### Extracted text
__________________________________________________

In some instances, eye care professionals may choose an older method of cataract removal in which the entire lens is removed through a ½-inch surgical incision. After a lens is removed, it must be replaced. The most common lens replacement is called the intraocular lens (IOL). An IOL is a clear plastic lens implant that is placed inside the eye permanently, thus requiring no care. Patients do not feel or see the new lens.
When an intraocular lens implant is not the best solution, the doctor may prescribe contact lenses or, in rare cases, corrective eyeglasses as lens replacement.
Prior to surgery, an eye care professional will conduct a comprehensive eye exam or cataract exam to determine eye health and to use as a guide during the surgery.
The patient is given eye drops to enlarge the pupil of the eye to be operated on, giving the surgeon better access to the lens. Some people choose to remain awake during the procedure and select local anesthesia, which may be administered as eye drops, injections close to the eye, or both. Others require general anesthesia to keep them relaxed throughout the procedure.
Depending on the type used, anesthesia may be given about half an hour before surgery in a pre-operation (pre-op) room or immediately before surgery at the operating table. The anesthesia prevents any pain and helps keep the eye from moving.
When ready, the patient lies back on a table and the eye is gently washed. Then a sheet is placed over the patient’s face with an opening for the surgeon to access the eye. Often, a member of the eye care team (surgeon, nurses, and assistants) provides additional air for increased comfort.

__________________________________________________

### Problem set
1 - According to the cataract surgery text, what is an intraocular lens (IOL)?
2 - Resume the cataract surgery text after its last sentence.
The items have nothing to do with the work here.

[Dataset entries]
__________________________________________________

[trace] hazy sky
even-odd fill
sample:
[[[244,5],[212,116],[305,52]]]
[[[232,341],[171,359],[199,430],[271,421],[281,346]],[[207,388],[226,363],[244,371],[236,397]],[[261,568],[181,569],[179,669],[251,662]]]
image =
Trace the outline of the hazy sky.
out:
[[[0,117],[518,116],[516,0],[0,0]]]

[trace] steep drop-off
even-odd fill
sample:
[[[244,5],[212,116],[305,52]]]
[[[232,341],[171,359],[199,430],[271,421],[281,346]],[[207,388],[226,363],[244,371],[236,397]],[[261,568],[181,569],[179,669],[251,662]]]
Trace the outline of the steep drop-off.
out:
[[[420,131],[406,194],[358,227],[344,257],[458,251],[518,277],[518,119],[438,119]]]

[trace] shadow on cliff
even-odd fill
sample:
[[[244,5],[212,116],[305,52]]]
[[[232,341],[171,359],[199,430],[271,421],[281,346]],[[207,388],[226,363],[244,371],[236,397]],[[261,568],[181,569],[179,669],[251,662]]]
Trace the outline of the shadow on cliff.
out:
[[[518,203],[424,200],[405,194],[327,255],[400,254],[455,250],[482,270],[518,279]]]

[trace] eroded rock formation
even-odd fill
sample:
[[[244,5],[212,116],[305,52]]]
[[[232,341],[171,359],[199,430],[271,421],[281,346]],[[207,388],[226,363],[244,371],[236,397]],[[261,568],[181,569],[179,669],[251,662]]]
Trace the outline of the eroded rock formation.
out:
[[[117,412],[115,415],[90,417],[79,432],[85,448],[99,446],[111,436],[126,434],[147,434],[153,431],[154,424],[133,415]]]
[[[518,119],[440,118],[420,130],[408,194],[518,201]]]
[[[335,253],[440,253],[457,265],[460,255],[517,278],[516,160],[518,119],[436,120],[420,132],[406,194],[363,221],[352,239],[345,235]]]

__________________________________________________

### Answers for each item
1 - It is a clear plastic lens implant placed permanently inside the eye, requiring no care.

2 -
The surgeon generally sits behind the patient and uses a surgical microscope unit that can be swung over the table, to obtain a clear, enhanced image of the eye. Lighting is dimmed. With extracapsular or phaco surgery, an incision less than ¼ inch in measurement is made and the surgeon uses the phaco ultrasonic instrument to break up the cloudy lens, then removes the pieces using suction through a tiny hallow tube. Though the cloudy lens is removed, the surgeon leaves intact the lens capsule or outer covering and inserts an intraocular lens (IOL) through the incision to replace the cloudy lens. The incision heals on its own without stitches. Anesthesia helps prevent any pain or discomfort. Overall, the entire surgical procedure usually takes less than 30 minutes. Sometimes a protective covering is placed over the eye when surgery is completed.
Recovery time is scheduled immediately following surgery to allow recuperation from the procedure and anesthesia. Patients generally go home afterward, with the help of another driver because vision may still be impaired.
For a day or two following surgery, patients may experience mild discomfort such as itching or stickiness when blinking. These symptoms usually disappear within 1 to 2 days.
Usually patients return to their surgeon the day after the procedure for their first follow up examination. Surgeons often prescribe eye drops to help minimize the mild inflammation that occurs in the eye after surgery.
The healing process may take weeks, but many patients begin to resume visual activities, such as reading and watching television, shortly after surgery, even with some blurred vision.
As with any surgery, there are some risks involved in cataract surgery. A rise in the eye’s pressure is why it is essential for patients to follow a strict post-surgery check-up schedule. Because an incision is made in the eye, infection is also a risk, though managed easily with oral or eye-drop antibiotics. Other risks are hemorrhage or retinal detachment. It is important to point out that cataract surgery is common and risks are considered minimal. Patients are advised to discuss all the risks in detail with their eye care professional.